This outputs, on both 5.16.3 and 5.18.0:

(?^:^abc-(??{$lexical})FOO-def-(??{ "args" })-ghi-(??{$lexical})BAR-jkl-(??{ "match" })-mno$)


Note that it matches, and uses the 'lex' value of $lexical in both the
user's and Foo's code blocks.

Is this close to what you need?

I haven't considered the case where there is only one component in the
regex, so concatenation isn't triggered. This might throw a spanner in the
works.


Finally, here are some replies to your specific issues.

> * Specifically any 'qr' overloading that returns an object that
> stringifies to a pattern "text" that contains (?{...}) or
> (??{...}) will now *sometimes* trigger the dreaded 'use re
> "eval"' warning, even if there is a 'use re "eval"' in the
> scope where the pattern was originally defined.

I can't reproduce this; I would need sample code.

> * The second problem that has arisen in 5.18 is that variables
> that appear in (?{...}) or (??{...}) blocks are now checked
> for 'use strict' compliance *before* the 'qr' overloading is
> triggered, making it impossible to provide rewritings that
> sanitize such variables.

* [Exercise requirements] Quote the entire passage on Perl regex code blocks, word for word. The data is separate material and is not part of the passage on Perl regex code blocks.

* [Listed entries]
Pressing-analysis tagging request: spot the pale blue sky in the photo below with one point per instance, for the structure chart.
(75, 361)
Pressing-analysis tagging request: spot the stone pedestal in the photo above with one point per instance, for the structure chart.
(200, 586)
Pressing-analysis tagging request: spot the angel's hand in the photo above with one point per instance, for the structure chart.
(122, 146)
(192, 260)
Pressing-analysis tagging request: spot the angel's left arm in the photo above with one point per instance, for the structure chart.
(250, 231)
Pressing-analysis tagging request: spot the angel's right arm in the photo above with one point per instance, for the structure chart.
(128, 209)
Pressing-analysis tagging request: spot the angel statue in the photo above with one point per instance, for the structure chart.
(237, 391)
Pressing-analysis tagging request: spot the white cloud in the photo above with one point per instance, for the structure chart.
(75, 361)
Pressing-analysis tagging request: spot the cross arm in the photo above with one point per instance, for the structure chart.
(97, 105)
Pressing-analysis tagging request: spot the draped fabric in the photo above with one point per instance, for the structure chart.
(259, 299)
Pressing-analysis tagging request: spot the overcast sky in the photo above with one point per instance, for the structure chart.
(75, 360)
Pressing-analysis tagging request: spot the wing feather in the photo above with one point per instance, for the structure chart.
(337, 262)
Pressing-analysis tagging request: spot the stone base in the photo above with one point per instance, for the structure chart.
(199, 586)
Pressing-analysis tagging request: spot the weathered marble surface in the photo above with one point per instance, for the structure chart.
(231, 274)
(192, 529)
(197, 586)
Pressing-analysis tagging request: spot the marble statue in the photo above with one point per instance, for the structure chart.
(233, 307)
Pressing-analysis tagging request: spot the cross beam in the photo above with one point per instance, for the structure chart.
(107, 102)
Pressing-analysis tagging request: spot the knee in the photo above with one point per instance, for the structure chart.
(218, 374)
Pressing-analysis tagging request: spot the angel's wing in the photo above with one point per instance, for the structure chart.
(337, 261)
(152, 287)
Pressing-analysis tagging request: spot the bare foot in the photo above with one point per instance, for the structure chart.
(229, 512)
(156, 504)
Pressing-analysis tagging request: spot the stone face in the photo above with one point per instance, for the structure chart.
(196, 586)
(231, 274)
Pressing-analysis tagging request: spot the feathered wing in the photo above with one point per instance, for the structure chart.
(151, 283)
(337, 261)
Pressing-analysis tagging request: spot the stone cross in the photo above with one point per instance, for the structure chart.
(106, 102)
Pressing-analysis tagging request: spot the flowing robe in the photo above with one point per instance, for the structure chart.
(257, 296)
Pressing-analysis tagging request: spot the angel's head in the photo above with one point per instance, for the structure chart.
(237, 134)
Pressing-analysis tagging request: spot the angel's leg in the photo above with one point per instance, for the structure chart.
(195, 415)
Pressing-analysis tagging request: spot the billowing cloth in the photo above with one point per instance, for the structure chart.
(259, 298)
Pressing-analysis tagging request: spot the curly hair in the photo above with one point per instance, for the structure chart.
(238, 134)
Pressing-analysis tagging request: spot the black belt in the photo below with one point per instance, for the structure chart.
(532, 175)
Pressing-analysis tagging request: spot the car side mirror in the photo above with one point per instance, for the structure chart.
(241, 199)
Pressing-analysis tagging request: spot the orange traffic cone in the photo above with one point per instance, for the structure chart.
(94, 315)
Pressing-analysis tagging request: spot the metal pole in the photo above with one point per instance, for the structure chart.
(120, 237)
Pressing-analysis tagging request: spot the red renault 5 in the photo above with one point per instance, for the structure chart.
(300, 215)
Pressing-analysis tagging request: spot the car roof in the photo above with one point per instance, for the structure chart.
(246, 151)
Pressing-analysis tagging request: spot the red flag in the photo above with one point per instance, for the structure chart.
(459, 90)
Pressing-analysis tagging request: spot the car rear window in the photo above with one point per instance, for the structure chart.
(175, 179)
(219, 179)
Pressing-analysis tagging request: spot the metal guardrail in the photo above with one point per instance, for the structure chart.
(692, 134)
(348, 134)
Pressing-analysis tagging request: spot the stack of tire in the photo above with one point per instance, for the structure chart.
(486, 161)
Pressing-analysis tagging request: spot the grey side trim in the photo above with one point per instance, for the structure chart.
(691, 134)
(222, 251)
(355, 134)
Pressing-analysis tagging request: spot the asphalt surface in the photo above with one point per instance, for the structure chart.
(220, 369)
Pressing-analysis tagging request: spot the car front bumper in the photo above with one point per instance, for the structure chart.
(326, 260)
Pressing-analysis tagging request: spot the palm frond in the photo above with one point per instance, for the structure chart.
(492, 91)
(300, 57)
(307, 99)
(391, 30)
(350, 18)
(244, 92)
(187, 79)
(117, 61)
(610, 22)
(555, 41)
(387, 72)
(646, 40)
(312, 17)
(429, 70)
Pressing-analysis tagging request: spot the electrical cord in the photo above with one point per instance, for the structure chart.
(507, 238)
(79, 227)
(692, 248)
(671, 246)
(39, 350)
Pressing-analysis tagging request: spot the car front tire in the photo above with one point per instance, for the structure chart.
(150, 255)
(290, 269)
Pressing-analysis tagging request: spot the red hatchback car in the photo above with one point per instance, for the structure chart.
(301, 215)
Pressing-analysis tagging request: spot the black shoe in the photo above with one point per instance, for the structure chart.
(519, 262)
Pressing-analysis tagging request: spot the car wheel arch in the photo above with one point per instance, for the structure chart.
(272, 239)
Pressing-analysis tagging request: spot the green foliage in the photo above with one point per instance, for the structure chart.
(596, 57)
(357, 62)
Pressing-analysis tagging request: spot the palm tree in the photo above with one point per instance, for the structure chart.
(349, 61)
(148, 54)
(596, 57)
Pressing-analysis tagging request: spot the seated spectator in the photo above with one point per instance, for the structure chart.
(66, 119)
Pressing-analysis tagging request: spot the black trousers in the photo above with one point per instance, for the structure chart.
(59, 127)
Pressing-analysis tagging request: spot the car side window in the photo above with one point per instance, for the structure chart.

* [Solution for this exercise]
This outputs, on both 5.16.3 and 5.18.0:

(?^:^abc-(??{$lexical})FOO-def-(??{ "args" })-ghi-(??{$lexical})BAR-jkl-(??{ "match" })-mno$)


Note that it matches, and uses the 'lex' value of $lexical in both the
user's and Foo's code blocks.

Is this close to what you need?

I haven't considered the case where there is only one component in the
regex, so concatenation isn't triggered. This might throw a spanner in the
works.


Finally, here are some replies to your specific issues.

> * Specifically any 'qr' overloading that returns an object that
> stringifies to a pattern "text" that contains (?{...}) or
> (??{...}) will now *sometimes* trigger the dreaded 'use re
> "eval"' warning, even if there is a 'use re "eval"' in the
> scope where the pattern was originally defined.

I can't reproduce this; I would need sample code.

> * The second problem that has arisen in 5.18 is that variables
> that appear in (?{...}) or (??{...}) blocks are now checked
> for 'use strict' compliance *before* the 'qr' overloading is
> triggered, making it impossible to provide rewritings that
> sanitize such variables.